Members of the Armenian community in Canada are being urged to donate to La Tablée des Chefs project “Les Cuisines Solidaires” to mark the 105th anniversary of the Armenian Genocide. (Nicole Germain/Radio-Canada)

Canadian Armenians donate to food banks to mark anniversary of 1915 genocide

With millions of Canadians worried about putting food on the table due to the COVID-19 pandemic and restrictions on public gatherings, the country’s Armenian community has found a new way to mark the 105th anniversary of the Armenian Genocide this year.

Instead of the usual solemn gatherings and protest marches that mark the anniversary of the 1915 genocide in Ottoman Turkey every Apr. 24, the Armenian National Committee of Canada (ANCC) is urging community members to donate to a program designed to feed vulnerable Canadians in Quebec, Ontario and British Columbia.

La Tablée des Chefs project “Les Cuisines Solidaires” is raising money to provide 1.6 million meals to food banks across Canada with the help of different partners.

Jean-François Archambault, managing director and founder of La Tablée des Chefs, said he was proud to collaborate with the Armenian community across Canada.

“Seeing the serious impacts of the crisis in our communities, we looked for a way to help people and imagine a great engagement of leaders and actors of the agrifood sector,” Archambault said.

The response was immediate, he added.

“In less than a week, we mobilized generous public and private partners, received confirmations from chefs across the province and the support of many stakeholders in the agrifood industry!” Archambault said.

Donations to the initiative have also poured from the Armenian community.

“We are proud of our partnership with this great organization and we strongly believe that as the Armenian-Canadian community is preparing to mark the 105th anniversary of the Armenian Genocide under the current difficult circumstances, it is our duty to help our fellow Canadians who are most in need, in honour of our 1.5 million victims,” ANCC co-presidents Hrag Tarakdjian and Shahen Mirakian said in a statement.

‘Hatred and violence must never again be met with indifference’

An Armenian woman kneeling beside a dead child in field near Aleppo, 1915.

Historians estimate that nearly 1.5 million Armenians were slaughtered or died during death marches into the Syrian desert organized by the government of Young Turks as they sought to find a “final solution” to Turkey’s “Armenian Question” during WWI.

Within a short span Turkey’s millennia-old Armenian community was essentially wiped out from its historic homeland with survivors scattered around Diaspora communities in the Middle East, Europe, North and South America.

▬▬▬

> _TASK INSTRUCTIONS_
- 1) From the article on Canadian Armenians' food bank donations, repeat the passage starting at "Instead of the" and ending at "and British Columbia.".
- 2) Answer these questions using the article on Canadian Armenians' food bank donations.
(a) How many meals is the "Les Cuisines Solidaires" project raising money to provide?
(b) In which three provinces is the program meant to feed vulnerable Canadians?
(c) Who are the co-presidents of the Armenian National Committee of Canada?
- 3) According to the article on Canadian Armenians' food bank donations, why is the community marking the 105th anniversary of the Armenian Genocide by donating instead of holding its usual gatherings? Answer in one to three sentences.

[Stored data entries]
▬▬▬

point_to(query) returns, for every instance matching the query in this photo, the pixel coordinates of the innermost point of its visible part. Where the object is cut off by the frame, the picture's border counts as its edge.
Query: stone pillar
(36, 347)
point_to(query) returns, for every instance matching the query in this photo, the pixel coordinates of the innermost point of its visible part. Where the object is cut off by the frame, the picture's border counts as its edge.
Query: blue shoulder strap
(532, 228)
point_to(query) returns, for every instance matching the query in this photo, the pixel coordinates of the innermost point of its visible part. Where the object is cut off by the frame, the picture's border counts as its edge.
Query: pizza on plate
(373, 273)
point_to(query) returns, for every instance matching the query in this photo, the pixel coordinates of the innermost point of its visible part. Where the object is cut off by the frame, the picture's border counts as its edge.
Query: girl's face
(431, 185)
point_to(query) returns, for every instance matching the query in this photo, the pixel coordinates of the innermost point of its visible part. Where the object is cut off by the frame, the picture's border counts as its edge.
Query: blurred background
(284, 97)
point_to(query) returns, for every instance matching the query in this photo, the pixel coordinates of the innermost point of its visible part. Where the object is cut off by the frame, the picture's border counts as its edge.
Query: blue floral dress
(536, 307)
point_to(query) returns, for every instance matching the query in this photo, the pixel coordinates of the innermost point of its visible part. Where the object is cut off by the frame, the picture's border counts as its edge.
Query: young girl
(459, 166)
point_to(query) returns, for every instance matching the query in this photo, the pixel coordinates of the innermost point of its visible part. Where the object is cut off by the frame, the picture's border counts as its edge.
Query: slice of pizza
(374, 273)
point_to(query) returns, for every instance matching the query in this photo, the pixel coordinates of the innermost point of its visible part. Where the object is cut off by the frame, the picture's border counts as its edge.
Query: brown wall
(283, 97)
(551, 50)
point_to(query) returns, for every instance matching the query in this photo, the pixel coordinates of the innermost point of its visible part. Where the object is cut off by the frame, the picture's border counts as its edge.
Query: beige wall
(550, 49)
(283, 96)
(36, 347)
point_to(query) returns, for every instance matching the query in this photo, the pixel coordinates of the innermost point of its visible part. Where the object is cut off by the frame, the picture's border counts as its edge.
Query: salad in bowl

▬▬▬

> _SET OF ANSWERS_
- 1)
Instead of the usual solemn gatherings and protest marches that mark the anniversary of the 1915 genocide in Ottoman Turkey every Apr. 24, the Armenian National Committee of Canada (ANCC) is urging community members to donate to a program designed to feed vulnerable Canadians in Quebec, Ontario and British Columbia.

- 2)
(a) 1.6 million meals.
(b) Quebec, Ontario and British Columbia.
(c) Hrag Tarakdjian and Shahen Mirakian.

- 3) Millions of Canadians are worried about putting food on the table because of the COVID-19 pandemic, and public gatherings are restricted. The ANCC co-presidents stated that it is the community's duty to help fellow Canadians who are most in need, in honor of the 1.5 million victims.